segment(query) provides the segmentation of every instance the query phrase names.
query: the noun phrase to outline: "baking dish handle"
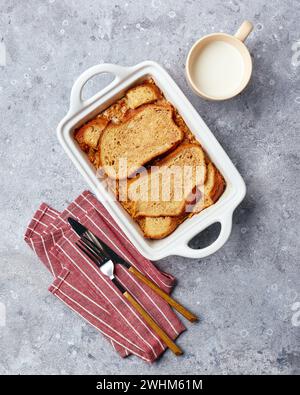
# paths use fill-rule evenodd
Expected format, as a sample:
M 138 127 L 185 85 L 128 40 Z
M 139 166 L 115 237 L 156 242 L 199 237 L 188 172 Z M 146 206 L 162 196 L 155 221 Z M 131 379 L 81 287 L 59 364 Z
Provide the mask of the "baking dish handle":
M 71 90 L 71 98 L 70 98 L 70 113 L 76 114 L 86 105 L 93 103 L 98 100 L 101 96 L 107 93 L 111 88 L 117 85 L 118 82 L 121 81 L 123 77 L 126 77 L 129 73 L 130 67 L 122 67 L 117 66 L 115 64 L 103 63 L 98 64 L 96 66 L 90 67 L 84 73 L 82 73 L 77 80 L 75 81 L 72 90 Z M 99 74 L 109 73 L 115 76 L 114 80 L 106 86 L 104 89 L 101 89 L 100 92 L 96 93 L 94 96 L 87 100 L 82 99 L 82 89 L 84 85 L 91 78 L 95 77 Z
M 208 255 L 211 255 L 218 251 L 228 240 L 230 233 L 231 233 L 231 228 L 232 228 L 232 215 L 233 212 L 226 212 L 222 214 L 219 218 L 215 218 L 214 220 L 208 222 L 206 226 L 203 228 L 205 230 L 208 228 L 210 225 L 220 222 L 221 224 L 221 231 L 219 233 L 219 236 L 217 240 L 215 240 L 211 245 L 200 248 L 200 249 L 194 249 L 189 247 L 188 243 L 191 241 L 193 237 L 197 235 L 198 232 L 195 232 L 192 236 L 189 235 L 189 238 L 184 241 L 183 245 L 178 246 L 175 248 L 175 250 L 172 252 L 172 255 L 179 255 L 183 256 L 186 258 L 204 258 Z

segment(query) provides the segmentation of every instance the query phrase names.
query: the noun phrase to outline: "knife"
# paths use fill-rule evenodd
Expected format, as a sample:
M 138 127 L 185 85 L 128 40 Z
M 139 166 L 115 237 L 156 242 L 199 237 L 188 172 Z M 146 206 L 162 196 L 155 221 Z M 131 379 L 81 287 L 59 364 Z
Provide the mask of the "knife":
M 95 236 L 89 229 L 87 229 L 84 225 L 82 225 L 80 222 L 75 220 L 72 217 L 68 218 L 68 222 L 71 225 L 71 227 L 74 229 L 74 231 L 78 234 L 78 236 L 86 236 L 88 237 L 91 241 L 98 246 L 98 248 L 104 249 L 107 253 L 107 255 L 110 256 L 110 258 L 116 262 L 124 265 L 131 273 L 133 273 L 139 280 L 141 280 L 144 284 L 148 285 L 154 292 L 156 292 L 161 298 L 163 298 L 170 306 L 172 306 L 178 313 L 180 313 L 182 316 L 184 316 L 187 320 L 190 322 L 196 322 L 198 321 L 198 317 L 187 310 L 182 304 L 177 302 L 177 300 L 173 299 L 170 295 L 168 295 L 165 291 L 163 291 L 161 288 L 159 288 L 158 285 L 156 285 L 153 281 L 151 281 L 149 278 L 144 276 L 139 270 L 137 270 L 134 266 L 131 266 L 125 259 L 120 257 L 114 250 L 112 250 L 106 243 L 104 243 L 102 240 L 100 240 L 97 236 Z
M 151 317 L 150 314 L 140 305 L 140 303 L 123 287 L 120 281 L 115 277 L 114 274 L 114 262 L 108 257 L 104 250 L 95 248 L 95 245 L 86 236 L 82 236 L 76 243 L 76 246 L 87 255 L 101 270 L 101 272 L 107 276 L 128 300 L 128 302 L 138 311 L 143 317 L 148 326 L 159 336 L 159 338 L 166 344 L 167 347 L 175 355 L 183 354 L 180 347 L 169 337 L 169 335 L 157 324 L 156 321 Z

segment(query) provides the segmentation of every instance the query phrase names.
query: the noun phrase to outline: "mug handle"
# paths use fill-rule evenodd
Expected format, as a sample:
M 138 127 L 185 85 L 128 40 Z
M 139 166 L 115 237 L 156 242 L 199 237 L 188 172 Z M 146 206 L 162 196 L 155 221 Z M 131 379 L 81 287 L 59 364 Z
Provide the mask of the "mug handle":
M 237 32 L 235 33 L 234 37 L 238 40 L 244 42 L 249 34 L 253 30 L 253 24 L 250 21 L 244 21 L 241 26 L 238 28 Z
M 178 256 L 183 256 L 185 258 L 204 258 L 208 255 L 211 255 L 218 251 L 228 240 L 230 233 L 231 233 L 231 228 L 232 228 L 232 215 L 233 211 L 227 211 L 226 213 L 222 213 L 219 217 L 214 218 L 213 220 L 210 220 L 205 224 L 203 229 L 199 232 L 195 232 L 194 235 L 189 235 L 189 237 L 184 240 L 183 244 L 175 247 L 175 249 L 172 251 L 172 255 L 178 255 Z M 219 233 L 219 236 L 217 240 L 215 240 L 212 244 L 210 244 L 207 247 L 200 248 L 200 249 L 194 249 L 191 248 L 188 243 L 190 240 L 196 236 L 196 234 L 203 232 L 206 228 L 208 228 L 210 225 L 220 222 L 221 224 L 221 231 Z

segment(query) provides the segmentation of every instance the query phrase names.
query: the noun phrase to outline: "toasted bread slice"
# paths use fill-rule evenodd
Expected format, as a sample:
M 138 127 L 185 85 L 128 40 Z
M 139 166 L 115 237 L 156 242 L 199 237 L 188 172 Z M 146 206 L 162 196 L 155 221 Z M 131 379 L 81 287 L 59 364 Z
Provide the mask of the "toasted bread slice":
M 138 220 L 144 236 L 148 239 L 163 239 L 179 224 L 177 217 L 143 217 Z
M 196 214 L 214 204 L 222 195 L 225 182 L 220 172 L 209 162 L 207 177 L 204 184 L 204 201 L 200 200 L 193 208 L 192 214 Z M 132 207 L 131 207 L 132 210 Z M 186 216 L 179 217 L 143 217 L 138 223 L 143 230 L 144 236 L 149 239 L 163 239 L 171 234 Z
M 204 201 L 198 201 L 193 208 L 192 214 L 196 214 L 213 205 L 222 195 L 225 182 L 220 172 L 212 163 L 207 166 L 207 178 L 204 184 Z M 179 217 L 143 217 L 138 223 L 143 230 L 144 236 L 149 239 L 163 239 L 180 225 L 185 216 Z
M 93 119 L 76 130 L 74 134 L 75 140 L 86 152 L 89 148 L 96 149 L 100 135 L 107 123 L 108 121 L 104 117 Z
M 133 181 L 134 180 L 128 180 L 127 182 L 130 184 L 130 182 Z M 121 200 L 120 203 L 128 214 L 134 217 L 135 202 L 131 200 Z M 137 223 L 142 229 L 144 237 L 148 239 L 163 239 L 172 233 L 180 222 L 179 217 L 142 217 L 137 219 Z
M 204 184 L 204 199 L 201 198 L 192 209 L 193 213 L 200 211 L 214 204 L 222 195 L 225 188 L 225 181 L 217 168 L 209 162 L 207 165 L 207 178 Z
M 181 215 L 193 189 L 206 177 L 204 152 L 195 144 L 181 144 L 156 165 L 129 184 L 135 217 Z
M 156 85 L 146 82 L 135 86 L 126 92 L 127 105 L 135 109 L 143 104 L 152 103 L 161 99 L 162 95 Z
M 171 106 L 148 104 L 132 110 L 119 125 L 110 123 L 100 138 L 100 163 L 106 174 L 124 179 L 183 139 L 175 125 Z M 120 166 L 122 160 L 124 166 Z M 124 163 L 126 162 L 126 163 Z

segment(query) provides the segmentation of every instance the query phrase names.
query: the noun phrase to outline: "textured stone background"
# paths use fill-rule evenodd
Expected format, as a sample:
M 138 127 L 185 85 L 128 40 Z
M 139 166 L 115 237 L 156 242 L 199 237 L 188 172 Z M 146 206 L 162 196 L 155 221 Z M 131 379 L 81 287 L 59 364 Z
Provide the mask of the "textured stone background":
M 0 0 L 0 11 L 0 373 L 300 373 L 299 1 Z M 188 49 L 245 18 L 255 26 L 251 84 L 205 102 L 185 81 Z M 74 79 L 100 62 L 145 59 L 175 78 L 248 188 L 218 253 L 159 262 L 202 322 L 180 337 L 181 359 L 167 352 L 152 366 L 120 359 L 55 300 L 23 242 L 41 201 L 62 209 L 86 188 L 55 134 Z M 95 79 L 87 94 L 102 85 Z

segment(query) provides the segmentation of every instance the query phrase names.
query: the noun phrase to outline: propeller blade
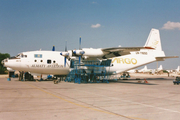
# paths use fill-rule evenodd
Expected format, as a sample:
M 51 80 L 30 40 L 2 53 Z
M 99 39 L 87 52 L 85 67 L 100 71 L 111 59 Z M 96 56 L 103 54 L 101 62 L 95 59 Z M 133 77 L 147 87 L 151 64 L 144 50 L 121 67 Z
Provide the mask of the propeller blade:
M 64 67 L 66 67 L 66 57 L 64 57 Z
M 67 52 L 67 40 L 66 40 L 66 44 L 65 44 L 65 52 Z
M 79 50 L 81 50 L 81 36 L 79 38 Z M 81 55 L 79 56 L 79 64 L 81 63 Z
M 81 50 L 81 36 L 79 38 L 79 50 Z
M 67 40 L 65 43 L 65 52 L 67 52 Z M 64 57 L 64 67 L 66 67 L 66 56 Z

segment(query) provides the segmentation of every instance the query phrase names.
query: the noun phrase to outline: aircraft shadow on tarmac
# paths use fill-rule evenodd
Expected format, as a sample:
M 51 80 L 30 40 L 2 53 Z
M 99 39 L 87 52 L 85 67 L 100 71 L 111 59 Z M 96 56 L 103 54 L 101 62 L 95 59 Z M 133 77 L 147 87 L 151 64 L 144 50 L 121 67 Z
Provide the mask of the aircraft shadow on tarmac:
M 139 79 L 139 80 L 137 80 L 137 79 L 125 79 L 125 80 L 108 80 L 108 82 L 109 83 L 107 83 L 107 82 L 99 82 L 99 83 L 97 83 L 97 82 L 94 82 L 94 83 L 85 83 L 85 82 L 81 82 L 80 84 L 111 84 L 111 83 L 125 83 L 125 84 L 140 84 L 140 85 L 158 85 L 158 84 L 154 84 L 154 83 L 149 83 L 149 80 L 151 81 L 151 80 L 172 80 L 172 78 L 146 78 L 146 80 L 148 81 L 148 83 L 145 83 L 144 82 L 144 79 L 143 78 L 141 78 L 141 79 Z M 19 81 L 18 79 L 16 80 L 16 81 Z M 37 79 L 35 79 L 35 80 L 32 80 L 32 81 L 28 81 L 27 80 L 27 82 L 47 82 L 47 81 L 52 81 L 53 82 L 53 80 L 52 79 L 46 79 L 46 80 L 37 80 Z M 25 81 L 24 81 L 25 82 Z M 59 81 L 60 82 L 60 81 Z M 61 83 L 61 82 L 60 82 Z M 60 84 L 59 83 L 59 84 Z M 68 83 L 68 82 L 67 82 Z M 71 82 L 71 83 L 73 83 L 73 82 Z M 76 84 L 78 84 L 78 83 L 76 83 Z
M 34 79 L 34 80 L 15 80 L 15 81 L 22 81 L 22 82 L 46 82 L 46 81 L 52 81 L 53 82 L 53 80 L 52 79 L 44 79 L 44 80 L 38 80 L 38 79 Z
M 142 81 L 142 82 L 138 82 L 138 81 L 117 81 L 116 83 L 140 84 L 140 85 L 158 85 L 158 84 L 153 84 L 153 83 L 144 83 L 144 81 Z

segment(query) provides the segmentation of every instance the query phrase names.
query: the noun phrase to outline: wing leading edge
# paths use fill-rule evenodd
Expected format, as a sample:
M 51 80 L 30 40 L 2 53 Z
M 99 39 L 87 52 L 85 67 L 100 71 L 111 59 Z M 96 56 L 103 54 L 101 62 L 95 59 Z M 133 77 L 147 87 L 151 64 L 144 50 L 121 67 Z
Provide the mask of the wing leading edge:
M 113 48 L 104 48 L 102 51 L 104 52 L 133 52 L 140 51 L 141 49 L 154 49 L 152 47 L 113 47 Z
M 128 55 L 130 52 L 134 51 L 140 51 L 141 49 L 154 49 L 151 47 L 113 47 L 113 48 L 104 48 L 101 49 L 104 53 L 107 53 L 104 55 L 104 58 L 109 57 L 117 57 L 117 56 L 123 56 Z M 112 56 L 113 55 L 113 56 Z

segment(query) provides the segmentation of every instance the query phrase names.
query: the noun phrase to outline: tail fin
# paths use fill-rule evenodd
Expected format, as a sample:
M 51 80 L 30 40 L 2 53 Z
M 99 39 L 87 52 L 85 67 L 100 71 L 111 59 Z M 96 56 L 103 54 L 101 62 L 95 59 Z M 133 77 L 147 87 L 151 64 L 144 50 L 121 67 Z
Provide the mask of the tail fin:
M 163 67 L 162 65 L 159 66 L 158 70 L 163 70 Z
M 151 29 L 151 32 L 150 32 L 148 39 L 146 41 L 146 44 L 144 46 L 152 47 L 155 50 L 162 51 L 159 30 Z
M 179 72 L 179 66 L 177 67 L 176 72 Z
M 147 66 L 144 66 L 143 70 L 147 70 Z

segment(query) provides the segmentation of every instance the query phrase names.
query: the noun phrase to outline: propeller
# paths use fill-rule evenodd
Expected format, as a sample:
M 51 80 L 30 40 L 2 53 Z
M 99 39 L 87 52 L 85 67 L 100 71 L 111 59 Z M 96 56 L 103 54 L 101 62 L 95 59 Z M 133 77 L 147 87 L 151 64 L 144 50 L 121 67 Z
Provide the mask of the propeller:
M 81 48 L 81 36 L 80 36 L 80 38 L 79 38 L 79 50 L 82 50 L 82 48 Z M 80 53 L 83 55 L 83 54 L 84 54 L 84 51 L 81 51 Z M 79 55 L 79 64 L 81 63 L 81 57 L 82 57 L 82 55 Z
M 79 50 L 81 50 L 81 36 L 79 38 Z
M 67 41 L 65 43 L 65 52 L 61 52 L 60 55 L 64 56 L 64 67 L 66 67 L 66 59 L 69 56 L 69 53 L 67 51 Z
M 66 44 L 65 44 L 65 52 L 67 52 L 67 40 L 66 40 Z M 64 67 L 66 67 L 66 56 L 64 56 Z
M 67 58 L 69 59 L 69 57 L 71 56 L 76 56 L 76 57 L 79 57 L 79 64 L 81 62 L 81 58 L 82 58 L 82 55 L 85 53 L 84 50 L 82 50 L 81 48 L 81 36 L 79 38 L 79 50 L 72 50 L 72 54 L 69 53 L 67 51 L 67 41 L 66 41 L 66 44 L 65 44 L 65 52 L 61 52 L 60 55 L 64 56 L 64 67 L 66 67 L 66 61 L 67 61 Z

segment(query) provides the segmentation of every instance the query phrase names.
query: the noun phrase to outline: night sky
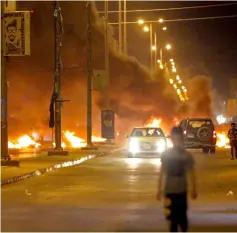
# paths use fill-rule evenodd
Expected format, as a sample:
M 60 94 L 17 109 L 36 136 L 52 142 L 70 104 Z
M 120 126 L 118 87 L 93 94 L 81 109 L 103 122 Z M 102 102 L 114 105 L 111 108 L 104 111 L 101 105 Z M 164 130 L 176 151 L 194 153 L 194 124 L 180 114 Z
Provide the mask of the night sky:
M 214 5 L 231 2 L 127 2 L 127 10 L 173 8 L 186 6 Z M 234 3 L 234 2 L 232 2 Z M 96 3 L 103 10 L 103 3 Z M 117 2 L 109 3 L 109 10 L 118 9 Z M 127 21 L 198 18 L 237 14 L 237 5 L 185 9 L 155 12 L 127 13 Z M 117 22 L 117 13 L 109 14 L 110 22 Z M 153 24 L 155 27 L 155 24 Z M 213 86 L 218 94 L 227 97 L 227 79 L 237 78 L 237 18 L 199 20 L 164 23 L 168 30 L 158 33 L 158 41 L 162 39 L 173 45 L 170 56 L 174 57 L 180 76 L 191 78 L 195 75 L 207 75 L 213 79 Z M 160 25 L 157 23 L 156 27 Z M 142 31 L 142 26 L 130 24 L 128 31 L 128 53 L 140 62 L 149 62 L 149 35 Z M 115 36 L 117 28 L 115 26 Z M 169 55 L 166 54 L 168 57 Z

* [ACTIVITY]:
Could you copy each line in the listing above that includes the word "noun"?

* [RESULT FOR THIS TASK]:
query: the noun phrase to outline: "baking dish handle"
query: the noun phrase to outline: "knife"
query: the noun phrase to outline: "mug handle"
query: the noun phrase to outline: "toasted bread slice"
query: the noun phrase to outline: "textured stone background"
query: the noun phrase to outline: propeller blade
query: the noun phrase to outline: aircraft shadow on tarmac
query: the noun phrase to outline: wing leading edge
query: the noun phrase to outline: tail fin
query: the noun phrase to outline: propeller
query: the noun phrase to outline: night sky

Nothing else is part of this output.